begin RECORDS FOR THIS EXERCISE

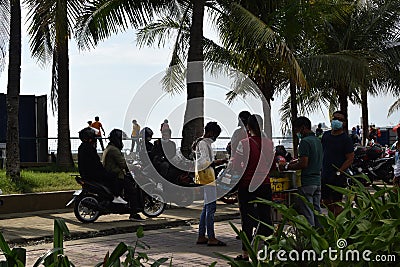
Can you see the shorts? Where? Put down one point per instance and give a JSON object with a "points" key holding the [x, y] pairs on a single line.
{"points": [[328, 193]]}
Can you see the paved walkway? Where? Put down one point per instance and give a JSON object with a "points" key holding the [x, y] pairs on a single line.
{"points": [[176, 243], [22, 228]]}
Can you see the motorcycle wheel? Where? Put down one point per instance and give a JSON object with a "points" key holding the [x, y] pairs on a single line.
{"points": [[230, 198], [84, 209], [154, 204]]}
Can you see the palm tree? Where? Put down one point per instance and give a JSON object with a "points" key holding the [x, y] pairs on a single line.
{"points": [[13, 90], [50, 30], [102, 18], [259, 61], [194, 112], [358, 54], [4, 31]]}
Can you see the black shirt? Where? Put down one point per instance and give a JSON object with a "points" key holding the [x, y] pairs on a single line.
{"points": [[335, 148], [89, 164]]}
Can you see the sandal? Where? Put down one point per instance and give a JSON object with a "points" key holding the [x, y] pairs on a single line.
{"points": [[203, 242], [218, 244], [241, 258]]}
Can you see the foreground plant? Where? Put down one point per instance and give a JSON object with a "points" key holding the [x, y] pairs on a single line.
{"points": [[368, 227], [133, 257], [16, 257]]}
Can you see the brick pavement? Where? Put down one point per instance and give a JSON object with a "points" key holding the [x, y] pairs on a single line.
{"points": [[21, 228], [177, 243]]}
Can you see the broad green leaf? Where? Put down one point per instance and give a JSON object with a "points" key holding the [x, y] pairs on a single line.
{"points": [[140, 232]]}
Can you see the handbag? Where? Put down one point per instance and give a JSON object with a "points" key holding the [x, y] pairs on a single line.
{"points": [[205, 176], [228, 178]]}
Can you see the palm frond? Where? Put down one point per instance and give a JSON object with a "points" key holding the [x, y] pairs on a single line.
{"points": [[4, 31], [99, 19], [394, 107]]}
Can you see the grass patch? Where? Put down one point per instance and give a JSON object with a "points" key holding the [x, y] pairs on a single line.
{"points": [[39, 179]]}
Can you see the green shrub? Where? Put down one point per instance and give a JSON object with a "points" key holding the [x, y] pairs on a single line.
{"points": [[33, 181], [55, 257], [369, 222]]}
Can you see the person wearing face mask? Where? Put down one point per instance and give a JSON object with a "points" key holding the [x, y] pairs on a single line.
{"points": [[310, 163], [338, 155], [164, 150], [204, 175]]}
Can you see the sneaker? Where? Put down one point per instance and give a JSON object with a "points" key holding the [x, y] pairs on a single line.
{"points": [[119, 200], [136, 218]]}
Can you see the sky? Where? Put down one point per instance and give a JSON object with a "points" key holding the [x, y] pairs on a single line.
{"points": [[109, 80]]}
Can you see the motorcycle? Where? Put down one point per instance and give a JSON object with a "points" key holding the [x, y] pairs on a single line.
{"points": [[95, 200], [370, 161]]}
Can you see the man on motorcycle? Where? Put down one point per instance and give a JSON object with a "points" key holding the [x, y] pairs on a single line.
{"points": [[90, 167], [114, 162], [145, 146]]}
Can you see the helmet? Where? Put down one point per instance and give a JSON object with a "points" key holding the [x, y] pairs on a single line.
{"points": [[374, 152], [280, 150], [115, 138], [86, 134], [146, 133]]}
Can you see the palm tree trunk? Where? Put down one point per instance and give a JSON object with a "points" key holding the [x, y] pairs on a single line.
{"points": [[13, 90], [293, 111], [364, 114], [344, 105], [64, 155], [194, 113]]}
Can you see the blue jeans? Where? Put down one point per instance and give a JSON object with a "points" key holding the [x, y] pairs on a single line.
{"points": [[208, 212], [313, 195]]}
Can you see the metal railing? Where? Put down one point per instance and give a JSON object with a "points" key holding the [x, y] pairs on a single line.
{"points": [[220, 144]]}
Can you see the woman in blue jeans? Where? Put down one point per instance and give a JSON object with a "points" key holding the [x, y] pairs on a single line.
{"points": [[254, 155], [204, 175]]}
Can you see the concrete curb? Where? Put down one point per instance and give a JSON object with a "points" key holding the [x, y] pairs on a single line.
{"points": [[35, 201], [118, 230]]}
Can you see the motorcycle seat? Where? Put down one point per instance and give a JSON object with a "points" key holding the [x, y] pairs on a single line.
{"points": [[92, 184]]}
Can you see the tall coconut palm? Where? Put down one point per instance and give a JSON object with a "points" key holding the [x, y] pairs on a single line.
{"points": [[4, 31], [51, 23], [100, 19], [13, 90], [359, 54], [194, 112], [259, 62]]}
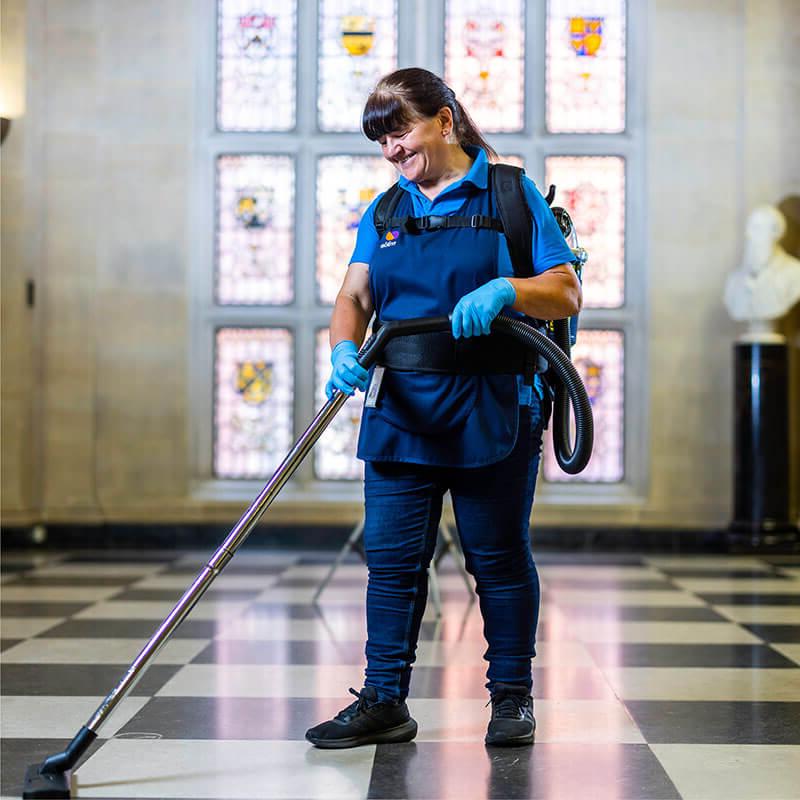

end RECORDS FOR THIS EXERCISE

## WHAT YOU WILL DO
Rewrite the data above with "Put down one point per instance" changed to "Mark each instance with one point" everywhere, keeping everything else the same. Leave the pictures out.

## SOLUTION TO THIS TASK
Can you see the shorts? Where? Mark each instance with one point and give a JSON object with a "points" key holding the [x, y] pairs on a single line.
{"points": [[328, 193]]}
Can you see the paved walkway? Where? Mark each instance with one point and give a JSON object with a "points" key holding the [x, y] pairs on a single line.
{"points": [[176, 243], [22, 228]]}
Can you see the motorcycle wheel? Where? Mark each instance with one point and give a JSON object with a "points" key holding the [x, y] pairs on a single line.
{"points": [[230, 198], [84, 209], [154, 204]]}
Can you see the palm tree? Where? Mark each instance with one point and give a JSON object with a "points" key holding the [x, y] pairs on a single line.
{"points": [[13, 90], [50, 30], [102, 18], [259, 61], [194, 112], [358, 54], [4, 31]]}
Can you see the black shirt? Where? Mark each instance with one point and give a JSON object with a "points" key holding the [x, y] pairs on a single line.
{"points": [[335, 148], [89, 164]]}
Can you see the sandal? Where? Mark each instance with one point and give a JSON object with a "points" key holding the [x, y] pairs on a single line.
{"points": [[203, 242], [218, 244], [241, 258]]}
Can you see the foreground plant? Where? Mark each instance with one point and give a JSON object with a "points" key holding the [x, y] pairs on a single line.
{"points": [[368, 227], [133, 257], [16, 257]]}
Can you see the brick pavement? Where? Mark each instance with one point and give a JSON object with a "points" key holding the [x, y] pairs on a single line.
{"points": [[21, 228], [177, 243]]}
Can you see the broad green leaf? Where? Mark each instance with one point and give a JSON object with a "points" key holding the [x, y] pairs on a single line.
{"points": [[140, 232]]}
Can you see the handbag? Where? Mark each instance with one point and give a JSON object with a "points" key holding the [x, y] pairs on a single line.
{"points": [[205, 176], [228, 178]]}
Can you see the palm frond? Where? Mark each instance with one point and give a JSON object with a "points" key holding the [x, y] pairs on a single line.
{"points": [[4, 31], [99, 19], [394, 107]]}
Can you see the grass patch? Where? Mark each instance with one point and give a JSON object with a "points" key holding the [x, y] pairs on a single line.
{"points": [[39, 179]]}
Can you see the green shrub? Where? Mark each instance with one point and give a JSON object with a "points" key holding the [x, y] pairs on a single line.
{"points": [[33, 181], [55, 257], [369, 222]]}
Can you see the person wearing face mask? Where? Mark each instance with one point and give a JSON object with a "points" key holding the [x, y] pairs on a single line.
{"points": [[310, 163], [338, 155], [164, 150], [204, 175]]}
Can you see the sneaker? Where? Mark each instance with one point and give a JSON object with a "points" key holding the [x, y] pairs on a single line.
{"points": [[119, 200], [136, 218]]}
Can you see the sky? Where? Mark each instance with one point and give a JSON object with a "points" key holding the [x, y] pairs on a single line.
{"points": [[109, 80]]}
Can you see the motorcycle? Where? Mark each instance with one point and give a JSON object with a "points" key holding the [x, y] pairs on a single line.
{"points": [[95, 200], [370, 161]]}
Can you see the man on motorcycle? Where? Mark each instance with one point and give a JSON object with a "points" key holding the [x, y] pairs on a single line.
{"points": [[90, 167], [114, 162], [145, 146]]}
Can you see the helmet? Where? Mark each instance with one point and give a JSON object with a "points" key holding the [x, y] pairs on a single line.
{"points": [[374, 152], [280, 150], [115, 138], [86, 134], [146, 133]]}
Can you see the palm tree trunk? Where? Mark each instance with one point and give a JSON object with a "points" key holding the [x, y] pairs on a single line.
{"points": [[13, 90], [293, 111], [364, 114], [344, 105], [64, 155], [194, 113]]}
Can you see the blue jeans? Where? Mark each instance with one point and give a JSON object with a "points" key holding the [x, y] pairs on a single line.
{"points": [[208, 212], [313, 195]]}
Can you see the metal railing? Where? Mark each instance with one point and give a JSON object with a "points" key holding the [x, y] pairs on a single line.
{"points": [[220, 144]]}
Can you see the woman in blue jeans? Where? Mark each instance with one point and give a JSON object with a "points" key holding the [x, y] pairs on a single line.
{"points": [[254, 155], [204, 175]]}
Can you see the concrete curb? Where? Mark each instance with one point and give a JSON object with a "points" key holding the [x, y] pairs on a single line.
{"points": [[35, 201], [118, 230]]}
Can you see the motorcycle seat? Where? Mark each instance with one point and give a JSON object with a "points" key holding the [x, y] pairs on a single line.
{"points": [[92, 184]]}
Can you see the tall coconut palm? Where? Mark each instance with one point and give a JSON object with a "points" key holding the [x, y] pairs on a single line.
{"points": [[4, 31], [51, 23], [100, 19], [13, 90], [359, 54], [194, 112], [259, 62]]}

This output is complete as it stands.